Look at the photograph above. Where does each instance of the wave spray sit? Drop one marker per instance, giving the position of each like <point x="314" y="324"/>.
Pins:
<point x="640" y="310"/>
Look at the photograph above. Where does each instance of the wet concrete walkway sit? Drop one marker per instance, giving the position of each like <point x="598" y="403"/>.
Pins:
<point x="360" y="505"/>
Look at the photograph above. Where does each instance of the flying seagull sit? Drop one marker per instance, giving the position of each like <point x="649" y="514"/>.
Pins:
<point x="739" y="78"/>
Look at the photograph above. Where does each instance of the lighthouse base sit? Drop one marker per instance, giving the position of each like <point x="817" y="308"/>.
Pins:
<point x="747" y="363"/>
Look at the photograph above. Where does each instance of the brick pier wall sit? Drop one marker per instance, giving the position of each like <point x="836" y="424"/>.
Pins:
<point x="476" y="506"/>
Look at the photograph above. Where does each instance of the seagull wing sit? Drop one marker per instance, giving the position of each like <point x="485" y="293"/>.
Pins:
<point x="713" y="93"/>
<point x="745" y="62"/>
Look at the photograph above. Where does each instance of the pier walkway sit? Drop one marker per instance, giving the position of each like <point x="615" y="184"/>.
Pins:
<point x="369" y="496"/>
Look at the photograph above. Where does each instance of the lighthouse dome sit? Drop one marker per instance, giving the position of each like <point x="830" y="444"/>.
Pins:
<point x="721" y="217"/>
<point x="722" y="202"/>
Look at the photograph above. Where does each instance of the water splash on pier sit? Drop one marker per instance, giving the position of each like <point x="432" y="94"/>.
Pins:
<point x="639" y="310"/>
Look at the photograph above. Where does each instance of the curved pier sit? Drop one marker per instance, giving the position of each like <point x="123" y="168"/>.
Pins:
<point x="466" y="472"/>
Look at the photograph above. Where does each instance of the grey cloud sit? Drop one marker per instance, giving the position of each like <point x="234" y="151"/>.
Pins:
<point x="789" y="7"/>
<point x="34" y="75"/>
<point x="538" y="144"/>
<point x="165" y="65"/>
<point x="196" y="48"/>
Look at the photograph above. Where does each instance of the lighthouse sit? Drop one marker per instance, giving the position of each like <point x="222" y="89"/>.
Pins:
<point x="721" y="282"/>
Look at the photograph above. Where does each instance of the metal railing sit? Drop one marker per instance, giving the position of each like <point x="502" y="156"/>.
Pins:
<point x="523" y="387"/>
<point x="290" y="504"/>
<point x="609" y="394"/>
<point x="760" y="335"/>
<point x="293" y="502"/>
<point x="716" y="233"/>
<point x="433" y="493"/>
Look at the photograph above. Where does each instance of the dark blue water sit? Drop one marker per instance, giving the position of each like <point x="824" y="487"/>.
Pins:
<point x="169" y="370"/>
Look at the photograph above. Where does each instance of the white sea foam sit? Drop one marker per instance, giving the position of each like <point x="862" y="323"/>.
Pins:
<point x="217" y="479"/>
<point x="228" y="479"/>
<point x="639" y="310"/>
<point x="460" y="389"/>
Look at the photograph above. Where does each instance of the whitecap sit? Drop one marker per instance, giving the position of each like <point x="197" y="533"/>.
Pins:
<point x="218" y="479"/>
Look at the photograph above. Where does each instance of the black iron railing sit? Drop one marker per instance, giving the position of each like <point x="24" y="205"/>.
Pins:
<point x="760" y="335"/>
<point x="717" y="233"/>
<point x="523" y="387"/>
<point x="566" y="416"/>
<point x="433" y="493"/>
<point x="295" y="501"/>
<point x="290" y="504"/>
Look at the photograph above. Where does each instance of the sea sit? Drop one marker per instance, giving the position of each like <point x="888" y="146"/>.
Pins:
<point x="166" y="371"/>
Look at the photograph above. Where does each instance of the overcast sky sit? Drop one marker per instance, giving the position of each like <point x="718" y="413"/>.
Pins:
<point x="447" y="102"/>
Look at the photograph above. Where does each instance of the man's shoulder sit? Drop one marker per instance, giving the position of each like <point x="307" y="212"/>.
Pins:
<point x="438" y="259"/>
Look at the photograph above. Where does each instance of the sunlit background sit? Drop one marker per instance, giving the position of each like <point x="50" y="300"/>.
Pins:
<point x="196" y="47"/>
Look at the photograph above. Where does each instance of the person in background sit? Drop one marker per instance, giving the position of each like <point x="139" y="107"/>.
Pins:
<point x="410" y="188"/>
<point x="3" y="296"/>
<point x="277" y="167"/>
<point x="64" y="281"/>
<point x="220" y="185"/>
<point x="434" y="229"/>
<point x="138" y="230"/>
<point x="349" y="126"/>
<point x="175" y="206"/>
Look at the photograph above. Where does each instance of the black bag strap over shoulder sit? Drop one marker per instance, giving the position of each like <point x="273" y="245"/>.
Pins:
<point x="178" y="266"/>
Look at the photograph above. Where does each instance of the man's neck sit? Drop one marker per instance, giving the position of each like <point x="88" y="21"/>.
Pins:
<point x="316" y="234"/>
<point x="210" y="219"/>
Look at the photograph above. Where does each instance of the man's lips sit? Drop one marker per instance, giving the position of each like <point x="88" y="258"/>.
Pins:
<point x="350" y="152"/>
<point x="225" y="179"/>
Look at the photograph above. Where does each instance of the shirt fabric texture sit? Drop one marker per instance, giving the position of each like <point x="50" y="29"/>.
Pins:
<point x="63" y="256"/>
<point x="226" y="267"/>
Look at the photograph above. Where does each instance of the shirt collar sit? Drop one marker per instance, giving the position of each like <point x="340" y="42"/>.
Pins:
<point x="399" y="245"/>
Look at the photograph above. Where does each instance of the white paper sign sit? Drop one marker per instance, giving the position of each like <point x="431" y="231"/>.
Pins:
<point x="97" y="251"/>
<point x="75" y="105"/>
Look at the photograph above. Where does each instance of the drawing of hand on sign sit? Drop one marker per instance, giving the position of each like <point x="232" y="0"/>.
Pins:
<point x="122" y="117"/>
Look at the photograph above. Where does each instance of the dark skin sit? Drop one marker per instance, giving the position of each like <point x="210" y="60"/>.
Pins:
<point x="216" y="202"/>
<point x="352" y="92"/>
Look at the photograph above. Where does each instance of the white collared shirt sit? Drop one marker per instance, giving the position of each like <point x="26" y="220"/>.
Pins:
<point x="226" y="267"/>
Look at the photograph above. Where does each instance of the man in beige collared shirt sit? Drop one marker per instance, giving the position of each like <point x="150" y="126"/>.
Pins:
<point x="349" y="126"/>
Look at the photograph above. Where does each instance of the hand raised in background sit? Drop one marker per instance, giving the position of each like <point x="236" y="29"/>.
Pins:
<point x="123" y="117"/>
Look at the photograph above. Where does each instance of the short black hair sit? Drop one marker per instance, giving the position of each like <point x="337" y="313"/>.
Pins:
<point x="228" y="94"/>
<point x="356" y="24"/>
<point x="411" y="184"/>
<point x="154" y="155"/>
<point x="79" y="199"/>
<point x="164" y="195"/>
──────────
**Task statement:**
Reproduce all the records precisely.

**Answer for this exercise:**
Look at the photograph above. Where does each instance of the wave spray sit? Drop one marker per instance, giving the position of each like <point x="314" y="324"/>.
Pins:
<point x="640" y="310"/>
Look at the photograph above. Where does each instance of the wet concrete walkway sit? Drop one marker per instance, giving the position of each like <point x="598" y="403"/>.
Pins:
<point x="360" y="505"/>
Look at the photograph above. Where does each instance of the flying seagull sit? Drop one marker per instance, giving the position of each like <point x="649" y="514"/>.
Pins:
<point x="739" y="78"/>
Look at the photograph above. Where does each instance of the lighthouse base sit? Drop one marker per instance, giving the position of each like <point x="817" y="308"/>.
Pins:
<point x="747" y="363"/>
Look at the photograph above. Where does each instance of the brick pier wall sit? Drop one marker per instance, giving the position of each like <point x="836" y="424"/>.
Pins:
<point x="476" y="506"/>
Look at the photograph above. Where does each instance of the seagull wing sit? Drop one marker per instance, giving the position of each like <point x="485" y="293"/>.
Pins:
<point x="713" y="93"/>
<point x="745" y="62"/>
Look at the photograph above. Where does each instance of the pier walkway sit? Drop one marker per instance, giving the position of each like <point x="615" y="184"/>.
Pins:
<point x="369" y="496"/>
Look at the photograph above. Where does each instance of the lighthouse dome sit? Drop one marker per instance, giving the position of each like <point x="830" y="444"/>.
Pins:
<point x="721" y="217"/>
<point x="722" y="202"/>
Look at the photograph above. Where does each instance of the water splash on pier sit? Drop one marker per instance, giving the position of each like <point x="432" y="94"/>.
Pins:
<point x="639" y="310"/>
Look at the photograph above. Where does each instance of the curved pier sit? Drop one marker per instance, giving the position of each like <point x="123" y="168"/>.
Pins:
<point x="466" y="472"/>
Look at the photograph above. Where does each instance of the grey cloud sit? Drop one marker per instance, giving the position of each like <point x="234" y="151"/>.
Pins:
<point x="789" y="7"/>
<point x="34" y="75"/>
<point x="538" y="144"/>
<point x="165" y="65"/>
<point x="196" y="48"/>
Look at the photograph above. Where does each instance of the lighthouse sit? Drop one marker per instance, giving the position of each like <point x="222" y="89"/>.
Pins:
<point x="721" y="282"/>
Look at the photograph above. Where does each instance of the metal railing sit? Drop one marker per instance, giving the position of each like <point x="502" y="156"/>.
Pins:
<point x="523" y="387"/>
<point x="290" y="504"/>
<point x="609" y="394"/>
<point x="760" y="335"/>
<point x="293" y="502"/>
<point x="716" y="233"/>
<point x="433" y="493"/>
Look at the photograph above. Where does each instance of the dark blue water sit? Drop one marker per instance, giving the position of each like <point x="824" y="487"/>.
Pins:
<point x="169" y="370"/>
Look at the photograph above. Where does each instance of the white sea foam sit? Drop one marker per instance, giving the position of each like <point x="862" y="323"/>.
Pins:
<point x="217" y="479"/>
<point x="228" y="479"/>
<point x="639" y="310"/>
<point x="460" y="389"/>
Look at the photograph above. Where does each instance of the whitecap sit? Drop one marker per instance, giving the position of each like <point x="197" y="533"/>.
Pins:
<point x="218" y="479"/>
Look at the photograph above. Where does each instance of the black iron railing sit? Drop one marker per instance, giving the position of each like <point x="24" y="205"/>.
Pins:
<point x="760" y="335"/>
<point x="717" y="233"/>
<point x="523" y="387"/>
<point x="566" y="416"/>
<point x="433" y="493"/>
<point x="295" y="501"/>
<point x="290" y="504"/>
Look at the photograph above. Where does each instance of the sea sit? Drop one marker per instance, giving the position of each like <point x="888" y="146"/>.
Pins:
<point x="166" y="371"/>
Look at the photograph above. Where does each instance of the overcast sky sit? Drop one marker per instance, giving the position of each like <point x="718" y="413"/>.
Pins:
<point x="447" y="102"/>
Look at the photograph above. Where does each instance of the man's shoulder sit? Drop one marker per instance, giving the position of each like <point x="307" y="212"/>.
Pins:
<point x="438" y="259"/>
Look at the photograph above. Where does each instance of the sunlit background sit? Drop one marker per instance, giving the position of each like <point x="50" y="300"/>.
Pins:
<point x="196" y="47"/>
Look at the photograph above. Where does each instance of the person in background sit? Drop one marker per instance, giving the position of each like <point x="139" y="107"/>.
Pins:
<point x="410" y="188"/>
<point x="3" y="296"/>
<point x="277" y="167"/>
<point x="64" y="281"/>
<point x="220" y="185"/>
<point x="434" y="229"/>
<point x="138" y="230"/>
<point x="349" y="126"/>
<point x="175" y="206"/>
Look at the photograph above. Where does each instance of the black bag strap over shoulder sit? Drop one marker per instance, giving the position of each like <point x="273" y="245"/>.
Pins:
<point x="178" y="266"/>
Look at the photograph above. Where does each instance of the man's neck sit? Drop one marker per instance, giving the position of each like <point x="88" y="21"/>.
Pins:
<point x="316" y="234"/>
<point x="210" y="219"/>
Look at the photograph above. Where does each instance of the man's lips sit? Drop one marker per instance, giving the position of each like <point x="88" y="258"/>.
Pins:
<point x="350" y="152"/>
<point x="225" y="179"/>
Look at the photograph above. Where does each instance of the shirt fabric texture sit? Drop one marker per instance, giving the position of each like <point x="50" y="29"/>.
Pins:
<point x="63" y="256"/>
<point x="226" y="267"/>
Look at the photograph above. Where does each instance of the shirt collar sit? Drop one marker per instance, giving the position of each like <point x="340" y="42"/>.
Pins:
<point x="399" y="245"/>
Look at the photograph above. Where does each instance of the white paper sign sit? Drop one marker per instance, giving the position of each like <point x="431" y="231"/>.
Pins:
<point x="97" y="251"/>
<point x="75" y="105"/>
Look at the photograph above. Where does each instance of the drawing of hand on sign sit? Drop one marker per instance, giving the position of each like <point x="232" y="0"/>.
Pins:
<point x="122" y="117"/>
Look at the photograph above. Where does each instance of the dark skin sit? Drop one marker per instance, giving the position of each like <point x="210" y="60"/>.
Pins:
<point x="216" y="202"/>
<point x="352" y="92"/>
Look at the photograph above. Where does each instance of the white collared shirt sit? Drop one marker per instance, giving the position of each like <point x="26" y="220"/>.
Pins:
<point x="226" y="267"/>
Look at the photograph above. Where does each instance of the man in beige collared shirt sit? Drop one marker per instance, giving the position of each like <point x="150" y="126"/>.
Pins:
<point x="349" y="126"/>
Look at the photograph above. Where does each instance of the hand raised in background sit? Drop one marker per instance, giving the position of each like <point x="236" y="29"/>.
Pins:
<point x="123" y="117"/>
Look at the photograph above. Where does each instance of the short black hair sit? Drop one marker per instance, giving the position of each like <point x="337" y="313"/>.
Pins:
<point x="228" y="94"/>
<point x="356" y="24"/>
<point x="411" y="184"/>
<point x="154" y="155"/>
<point x="79" y="199"/>
<point x="164" y="195"/>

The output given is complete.